Data to process below:
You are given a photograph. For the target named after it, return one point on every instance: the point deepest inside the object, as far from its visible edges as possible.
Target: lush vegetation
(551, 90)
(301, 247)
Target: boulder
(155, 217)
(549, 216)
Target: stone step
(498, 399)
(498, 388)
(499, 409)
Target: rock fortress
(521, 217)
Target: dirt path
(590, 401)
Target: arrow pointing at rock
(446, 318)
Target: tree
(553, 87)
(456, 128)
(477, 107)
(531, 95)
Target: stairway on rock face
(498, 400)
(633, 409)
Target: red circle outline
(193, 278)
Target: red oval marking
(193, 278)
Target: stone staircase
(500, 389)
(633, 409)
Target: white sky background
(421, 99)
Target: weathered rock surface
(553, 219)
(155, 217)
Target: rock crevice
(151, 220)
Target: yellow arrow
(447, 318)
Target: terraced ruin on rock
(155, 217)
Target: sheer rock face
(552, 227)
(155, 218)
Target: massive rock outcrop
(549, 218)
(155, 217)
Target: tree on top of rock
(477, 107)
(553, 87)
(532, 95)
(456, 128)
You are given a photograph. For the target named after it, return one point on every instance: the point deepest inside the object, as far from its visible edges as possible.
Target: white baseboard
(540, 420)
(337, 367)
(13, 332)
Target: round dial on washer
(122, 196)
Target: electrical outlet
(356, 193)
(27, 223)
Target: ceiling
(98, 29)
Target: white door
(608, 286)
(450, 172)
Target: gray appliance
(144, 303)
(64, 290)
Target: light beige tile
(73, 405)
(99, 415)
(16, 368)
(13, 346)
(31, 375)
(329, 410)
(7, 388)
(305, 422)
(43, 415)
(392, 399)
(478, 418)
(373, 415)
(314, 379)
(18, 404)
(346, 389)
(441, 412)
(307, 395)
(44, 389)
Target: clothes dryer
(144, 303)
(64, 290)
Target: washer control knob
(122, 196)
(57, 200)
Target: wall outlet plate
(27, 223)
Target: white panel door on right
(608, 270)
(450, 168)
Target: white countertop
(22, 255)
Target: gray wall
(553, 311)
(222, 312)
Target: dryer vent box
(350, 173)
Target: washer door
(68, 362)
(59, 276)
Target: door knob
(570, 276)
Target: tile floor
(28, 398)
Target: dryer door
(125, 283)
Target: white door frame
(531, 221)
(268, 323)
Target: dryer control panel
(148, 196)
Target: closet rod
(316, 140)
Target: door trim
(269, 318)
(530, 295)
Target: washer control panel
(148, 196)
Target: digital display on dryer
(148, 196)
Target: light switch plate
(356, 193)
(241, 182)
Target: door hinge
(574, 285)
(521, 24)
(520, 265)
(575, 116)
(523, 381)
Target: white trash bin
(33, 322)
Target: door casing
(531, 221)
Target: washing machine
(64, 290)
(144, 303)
End of Data to process.
Data to process below:
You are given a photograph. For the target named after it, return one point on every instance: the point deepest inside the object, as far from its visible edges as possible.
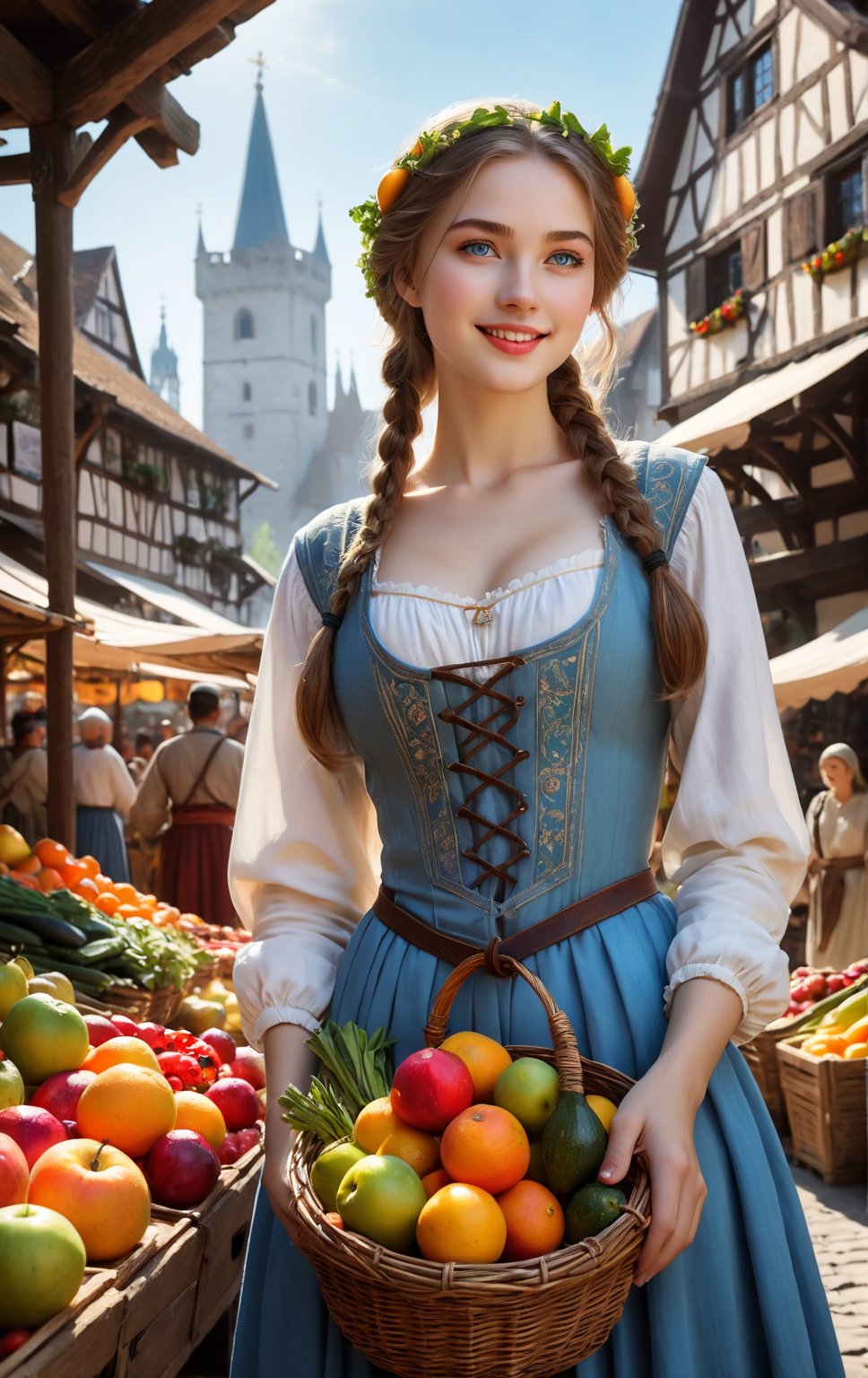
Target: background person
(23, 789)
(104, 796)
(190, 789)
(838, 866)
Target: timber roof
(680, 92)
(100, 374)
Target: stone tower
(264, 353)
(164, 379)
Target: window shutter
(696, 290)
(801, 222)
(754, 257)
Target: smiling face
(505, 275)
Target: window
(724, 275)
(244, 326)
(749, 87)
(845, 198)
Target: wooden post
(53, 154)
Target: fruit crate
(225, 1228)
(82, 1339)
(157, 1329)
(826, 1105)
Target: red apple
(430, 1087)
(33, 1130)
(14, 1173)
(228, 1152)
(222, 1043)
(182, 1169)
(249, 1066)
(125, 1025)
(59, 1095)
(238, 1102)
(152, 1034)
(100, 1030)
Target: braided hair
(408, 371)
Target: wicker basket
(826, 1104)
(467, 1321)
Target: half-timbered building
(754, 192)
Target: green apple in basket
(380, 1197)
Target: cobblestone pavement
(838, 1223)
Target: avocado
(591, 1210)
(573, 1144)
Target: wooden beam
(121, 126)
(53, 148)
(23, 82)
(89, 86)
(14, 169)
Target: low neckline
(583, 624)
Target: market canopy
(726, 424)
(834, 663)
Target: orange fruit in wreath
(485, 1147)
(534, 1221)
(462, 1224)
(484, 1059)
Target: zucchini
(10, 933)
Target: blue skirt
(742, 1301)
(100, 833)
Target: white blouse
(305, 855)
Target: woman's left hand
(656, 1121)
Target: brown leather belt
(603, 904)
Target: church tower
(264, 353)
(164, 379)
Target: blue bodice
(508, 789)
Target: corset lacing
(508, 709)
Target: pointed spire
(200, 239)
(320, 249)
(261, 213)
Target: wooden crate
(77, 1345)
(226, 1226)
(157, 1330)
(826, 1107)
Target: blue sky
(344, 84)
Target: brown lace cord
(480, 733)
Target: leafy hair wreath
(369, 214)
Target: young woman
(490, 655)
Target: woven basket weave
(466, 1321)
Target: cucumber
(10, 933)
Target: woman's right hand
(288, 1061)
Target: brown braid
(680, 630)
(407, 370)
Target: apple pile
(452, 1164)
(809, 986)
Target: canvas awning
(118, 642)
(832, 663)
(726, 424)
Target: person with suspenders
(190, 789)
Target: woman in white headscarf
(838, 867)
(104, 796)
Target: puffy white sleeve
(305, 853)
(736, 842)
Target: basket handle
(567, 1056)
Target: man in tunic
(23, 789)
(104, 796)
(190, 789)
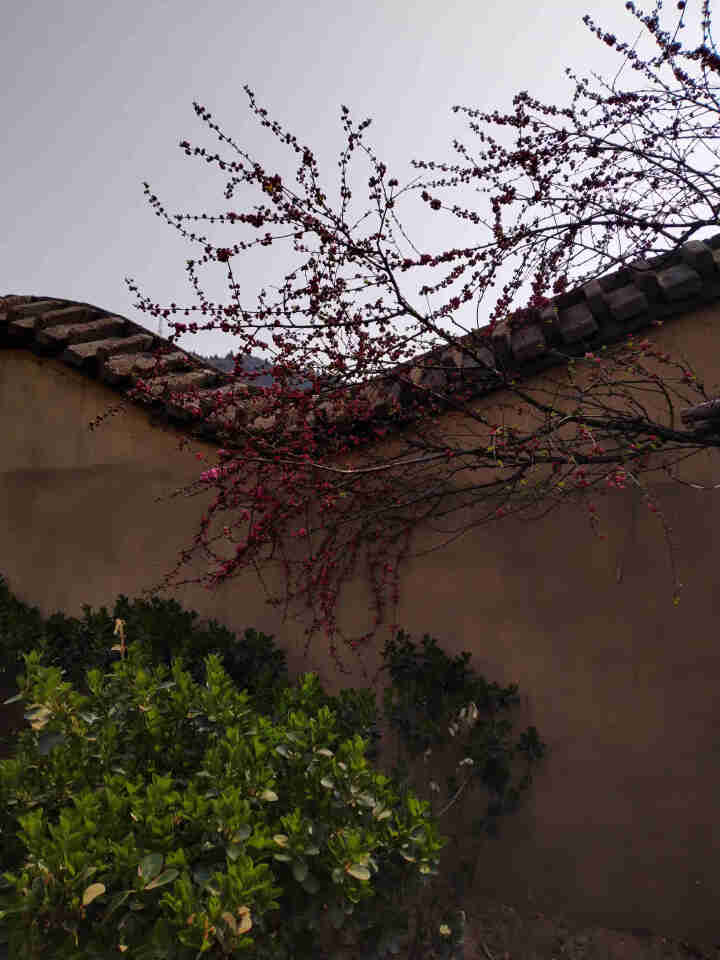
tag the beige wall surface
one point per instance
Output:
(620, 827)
End of Data to process.
Data to process below:
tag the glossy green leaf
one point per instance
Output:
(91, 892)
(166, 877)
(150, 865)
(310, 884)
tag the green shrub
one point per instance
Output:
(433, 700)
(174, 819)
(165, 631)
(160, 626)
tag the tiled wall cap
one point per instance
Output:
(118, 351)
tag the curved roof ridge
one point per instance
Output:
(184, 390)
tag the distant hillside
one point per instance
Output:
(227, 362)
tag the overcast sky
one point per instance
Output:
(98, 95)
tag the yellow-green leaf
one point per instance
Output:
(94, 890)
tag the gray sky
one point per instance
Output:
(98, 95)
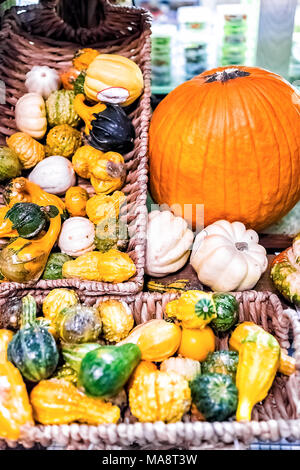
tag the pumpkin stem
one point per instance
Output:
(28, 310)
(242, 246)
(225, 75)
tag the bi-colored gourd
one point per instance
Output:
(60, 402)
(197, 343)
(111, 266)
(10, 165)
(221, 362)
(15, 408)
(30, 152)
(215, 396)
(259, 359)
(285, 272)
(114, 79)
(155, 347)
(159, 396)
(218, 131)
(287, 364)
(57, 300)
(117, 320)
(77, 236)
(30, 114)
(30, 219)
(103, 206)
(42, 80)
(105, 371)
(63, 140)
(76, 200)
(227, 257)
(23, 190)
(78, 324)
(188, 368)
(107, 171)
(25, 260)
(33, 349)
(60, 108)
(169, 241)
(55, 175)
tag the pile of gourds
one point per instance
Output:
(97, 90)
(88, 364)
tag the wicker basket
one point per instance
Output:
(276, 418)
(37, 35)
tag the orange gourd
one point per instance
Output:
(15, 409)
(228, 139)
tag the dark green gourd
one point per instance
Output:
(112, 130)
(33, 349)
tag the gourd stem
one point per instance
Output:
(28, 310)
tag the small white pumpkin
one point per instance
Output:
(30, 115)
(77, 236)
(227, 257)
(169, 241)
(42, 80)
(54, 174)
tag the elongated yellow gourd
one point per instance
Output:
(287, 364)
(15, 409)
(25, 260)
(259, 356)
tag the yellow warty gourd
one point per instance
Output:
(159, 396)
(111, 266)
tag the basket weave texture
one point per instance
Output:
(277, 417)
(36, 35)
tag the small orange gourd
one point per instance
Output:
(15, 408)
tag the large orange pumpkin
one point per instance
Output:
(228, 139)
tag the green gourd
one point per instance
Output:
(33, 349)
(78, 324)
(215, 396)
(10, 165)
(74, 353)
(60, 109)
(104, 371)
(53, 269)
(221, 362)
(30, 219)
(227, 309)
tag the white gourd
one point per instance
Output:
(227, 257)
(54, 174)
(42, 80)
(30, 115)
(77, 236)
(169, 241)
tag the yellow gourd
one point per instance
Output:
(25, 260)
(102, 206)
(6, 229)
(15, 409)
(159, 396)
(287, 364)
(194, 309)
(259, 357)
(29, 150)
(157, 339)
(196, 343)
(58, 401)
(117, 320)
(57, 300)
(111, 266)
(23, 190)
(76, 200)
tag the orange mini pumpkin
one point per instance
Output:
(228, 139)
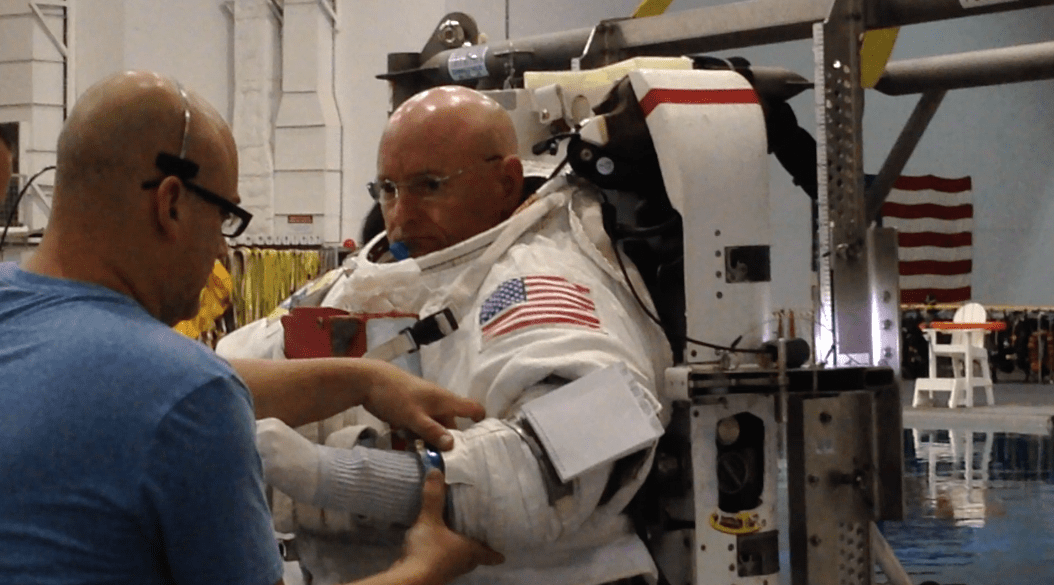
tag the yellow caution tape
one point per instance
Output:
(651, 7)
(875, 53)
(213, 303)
End of Data to process.
Which of the lines in the data contain the string "small"? Return each one.

tag the small white pumpkin
tag the small orange gourd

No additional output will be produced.